* Extracted text:

-*-*-

Brief:
Nano Rocketry's Interdimensional Transfer Ship, designated ITS, is one in a series of their "fantasy" models made for the MicroMaxx motors. This is a slick ship, with a really cool and complex fin pattern and, as with all Nano kits, is designed both light and fast.

Construction:
The kit came in a envelope which described the contents and displayed a picture of the final product. This was another kit in a series that my daughter won in a recent EMRR photo contest, so we could not wait to get started building. Thanks go out to Nano Rocketry and Nick of EMRR for providing the prize models.

The envelope contained a 6mm x 6 inch long body tube, an unfinished two-piece wood nosecone, Kevlar thread for shock cord, laser-cut balsa fins, a launch lug and a good set of detailed instructions. I was very impressed with the quality of components, especially the accurately cut fins; some of the larger manufacturers could take lessons from Nano in this department. The only problem noticed was the launch lug. This was the first Nano kit I actually received that had a launch lug included, but it was too small to fit the rod so they lost a point with me in that category. Components: 4 of 5.

Construction begins with the nosecone. The nosecone came in two pieces; one piece is the cone rough shaped and the other is the base that fits inside the body tube. Both were drilled for the Kevlar shock cord and initial fit was pretty close. One thing I do not like to do is use the recommended procedure of using CyA for assembling the nosecone and attaching the Kevlar shock cord. I have had way too many of these Nano kits lose a nosecone, shock cord, or both due to the forceful ejection charge of the MicroMaxx motors.

Instead of following their recommendations using CyA, I used 5 minute epoxy. I fitted the base to the nosecone, then filled the nosecone hole with epoxy and inserted a new, longer piece of Kevlar thread. A coat of epoxy was also applied to the bottom of the cone and the base was threaded down the Kevlar and held to the bottom of the nosecone with masking tape until the epoxy set. Note that I did not use the supplied shock cord in the kit, but rather cut a piece of Kevlar thread I had to a length over twice the body tube's length. Once the assembly was glued, I put a drop of epoxy at the bottom of the nosecone base for extra hold and suspended the nosecone using the shock cord to help keep the cord stay straight into the base of the nosecone. This made the nosecone assembly very strong and the cord will not pull out of the nosecone hole, as it has done in previous models.

-*-*-

* Dataset records:
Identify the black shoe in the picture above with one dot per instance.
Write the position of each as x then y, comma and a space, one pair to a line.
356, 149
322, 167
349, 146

-*-*-

Resume the rocket kit review from the point where it stops.

* Reply:
The nose cone was fitted into the end of a fiberglass arrow shaft that was inserted into as drill. This made shaping the nosecone much easier. The drill was turned on and 100 grit sandpaper was used to get the shape I wanted. I smoothed it out with 320 grit, then coated the nosecone with some thin CyA. Once dried, I touched it up with 320 grit sandpaper and it turned the nosecone surface into a near plastic finish.

Body tube construction was next and the fins were removed from their balsa sheet in preparation for assembly. The template printed in the manual for marking the location on the body tube was not used; instead, I used the "Eye" method for each fin, which worked well. Fins for this model are thicker than the ones supplied in the Nike kit and are of a unique shape. The wood fins are of excellent quality for their size and were laser cut. I set up a work surface by laying out a piece of plastic, then used a ruler as a guide to make sure the smaller upper fin root was even with the lower fin root edge. Once they were "fit" to each other, I used medium CyA to glue them together. The plastic sheet allows you to glue the fins while they lay on a flat surface. They then easily pop off the plastic once dried; I have used the plastic sheet surface for years in the R/C world when assembling over plans and it works well with rocketry too!

Finishing:
The model was painted prior to assembling the fins to the body tube. I pushed some "T" pins through the bottom of a cardboard sheet, then pushed each fin's root into one of the pins. This allowed me to easily paint them from all sides. They were primed with Krylon White Primer, then painted using two coats of Testors Red Spray Paint. The body tube was colored using my cheaters method. I cut a piece of Chrome Monokote self-stick Mylar, then laid the tube on the edge and "rolled" the Mylar around it; edges of the body tube were trimmed with a single edged razor. Body tube done!

The nose cone was primed with Krylon White Primer, then lightly sanded and painted using Testors Chrome Paint. I then cut away the body tube Monokote in the fin area and used medium CyA to glue them on. A new piece of launch lug from a aileron sleeve was cut, sanded and glued between two fins. Finally, I used a BIG drop of 5 minute epoxy on the knot I tied at the end of the Kevlar shock cord and inserted it inside the top of the body tube about an inch or so. The Epoxy tends to hold the shock cord much better to the inside then CyA and I have been using this method for most of the Nano kits with great success.

Construction Rating: 3 out of 5

Flight:
Anyone familiar with the Micro rockets knows there is only one motor available from Quest; the MicroMaxx motors come in packs of six or eight and I really need to invest in Quest stock, as I usually purchase these motors in 100 quantities or larger. To date we have had over 600 launches with MicroMaxx rockets and have long since given up trying to document every flight. The are just plain fun and make great backyard launchers.

The motor was fitted into the base of the body tube; placing a piece of masking tape across the top of the motor and overlapping the motor edges gave a nice friction fit. This model, as with all Nano kits uses nosecone separation and freefall for recovery. When hooking up the igniter, you do not use the plug-in socket at the base of the Quest MicroMaxx launch pad. The igniter sits on top of the pad surface and the rocket is placed on the launch rod, then slid down and plugged into the igniter. In order to do this, you need to separate the igniter halves, discard the plastic only half and position the "flat" side so it faces the launch rod.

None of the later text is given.